■ ACTIONS TO TAKE ■
a – Answer these from the wellbore friction examples below:
(i) Which kinds of well data does Example 15 list?
(ii) In Example 16, what is the computer system coupled to?
(iii) In Example 19, by what three means can the steady state condition be captured?
b – Extend the wellbore friction examples below, starting after their final sentence.

Example 13 is the system according to claim 7, wherein a match is determined when a difference between a predicted value for hook load and a measured value for hook load, falls within a predetermined range therefor or does not exceed a threshold therefor.
Example 14 is the system according to claim 7, wherein a match is determined when a difference between a predicted torque and a measured value for torque, falls within a predetermined range therefor or does not exceed a threshold therefor.
Example 15 is a non-transitory computer-readable medium storing a plurality of instructions executable by one or more processors that cause the one or more processors to perform operations comprising: acquiring well data associated with a well being drilled, wherein the well data comprises one or more of inclination, azimuth, and drilling mud weight; measuring a hook load and a torque at a surface location; providing the well data and drillstring data to a torque and drag model, wherein the drillstring data comprises data relating to a geometry of a drillstring located in the well; determining a predicted hook load at the surface location and a predicted torque using the torque and drag model; adjusting one or more friction coefficients of the torque and drag model such that one or both of the predicted hook load at the surface location, the predicted torque matches the measured hook load or torque at the surface location; responsive to the adjusting one or more friction coefficients, determining wellbore friction using the torque and drag model; and controlling one or more drilling parameters for drilling the well using the determined wellbore friction at the surface location.
Example 16 is the non-transitory computer-readable medium of example(s) 15, wherein the operations are performed automatically by a computer system that is coupled to one or more control systems of a drilling rig drilling the well.
Example 17 is the non-transitory computer-readable medium of example(s) 15, wherein the well data comprises a plurality of inclination, azimuth, drilling mud weight, and geometry of the well.
Example 18 is the non-transitory computer-readable medium of example(s) 15, wherein measuring the hook load and the torque at the surface location further comprises measuring and recording the hook load and torque at a steady state condition during one or more operations comprising one or more of hoisting or lowering, with a bit off bottom with or without rotating a pipe and rotating the pipe while the bit is off bottom without moving a drawworks.
Example 19 is the non-transitory computer-readable medium of example(s) 18, wherein the operations further comprise detecting the steady state condition during drilling and, when the steady state condition is detected, capturing the steady state condition by at least one of one or more filters that monitor drilling operations for the steady state condition, a predetermined condition that is input by an operator, and an automated sequence programmed to capture data that can be used to calibrate the torque and drag model.
Example 20 is the non-transitory computer-readable medium of example(s) 15, wherein the predicted hook load or the predicted torque are determined to match the measured hook load or the predicted torque, respectively, when their values are within a predetermined range therefor.

■ SOURCE EXCERPT ■
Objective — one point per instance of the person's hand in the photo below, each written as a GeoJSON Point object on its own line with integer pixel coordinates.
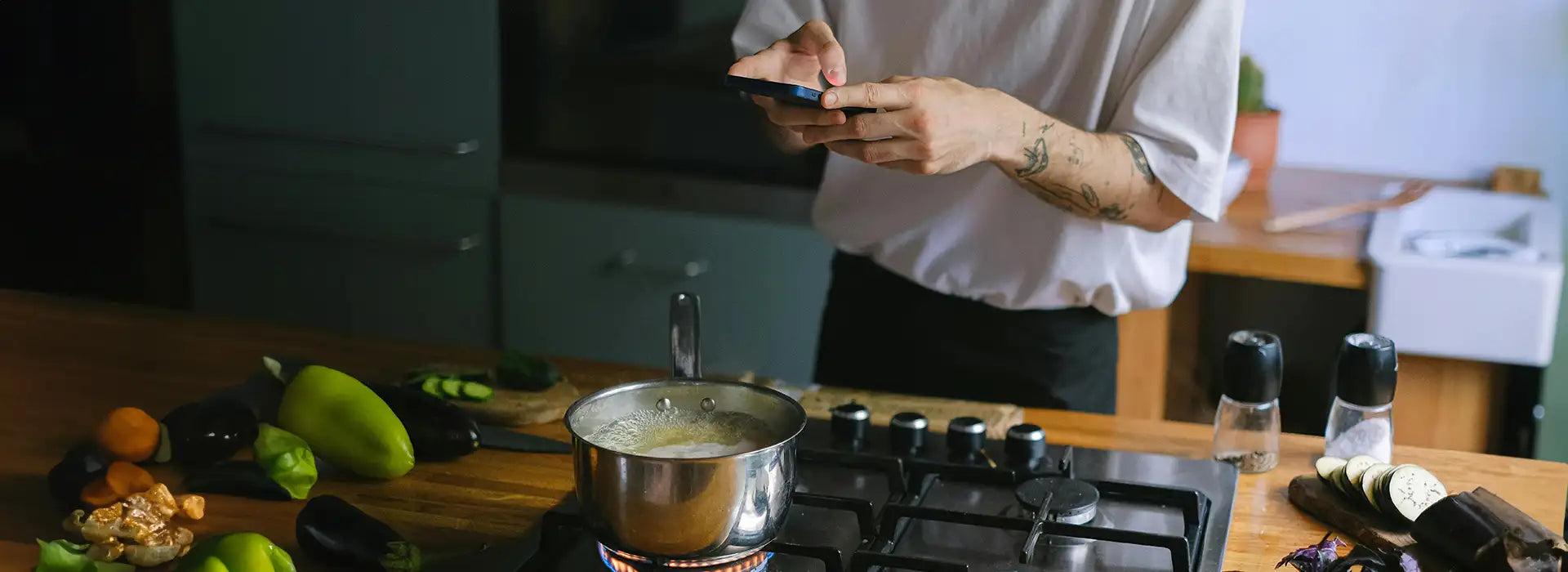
{"type": "Point", "coordinates": [799, 60]}
{"type": "Point", "coordinates": [929, 126]}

■ RESULTS FOR THE EXERCISE ■
a –
(i) One or more of inclination, azimuth, and drilling mud weight.
(ii) One or more control systems of a drilling rig drilling the well.
(iii) One or more filters that monitor drilling operations for the steady state condition, a predetermined condition input by an operator, and an automated sequence programmed to capture data that can be used to calibrate the torque and drag model.

b –
Example 21 is a method for determining a zero value for differential pressure in a well, the method comprising: acquiring well data associated with a well being drilled, wherein the well data comprises one or more of fluid density, flow rate, and drill string geometry; determining a differential pressure for the well; providing the well data and determined differential pressure data to a fluid friction model; determining a predicted differential pressure using the fluid friction model; adjusting one or more friction coefficients of the fluid friction model such that the predicted pressure matches the determined differential pressure; responsive to the adjusting one or more friction coefficients, determining wellbore friction using the fluid friction model; and controlling one or more drilling parameters for drilling the well using the determined wellbore friction.
Example 22 is the method according to claim 21, wherein the method is performed automatically by a computer system that is coupled to one or more control systems of a drilling rig drilling the well.
Example 23 is the method according to claim 21, wherein the well data comprises a plurality of fluid density, flow rate, and drill string geometry.
Example 24 is the method according to claim 21, wherein determining the differential pressure comprises measuring and recording the differential pressure at a steady state condition during one or more operations comprising one or more of hoisting or lowering, with a bit off bottom with or without rotating a pipe and rotating the pipe while the bit is off bottom without moving a drawworks.
Example 25 is the method according to claim 24, further comprising detecting the steady state condition during drilling and, when the steady state condition is detected, capturing the steady state condition by at least one of one or more filters that monitor drilling operations for the steady state condition, a predetermined condition that is input by an operator, and an automated sequence programmed to capture data that can be used to calibrate a fluid friction model.
Example 26 is the method according to claim 24, wherein the predicted pressure is determined to match a measured differential pressure when their values are within a predetermined range therefor.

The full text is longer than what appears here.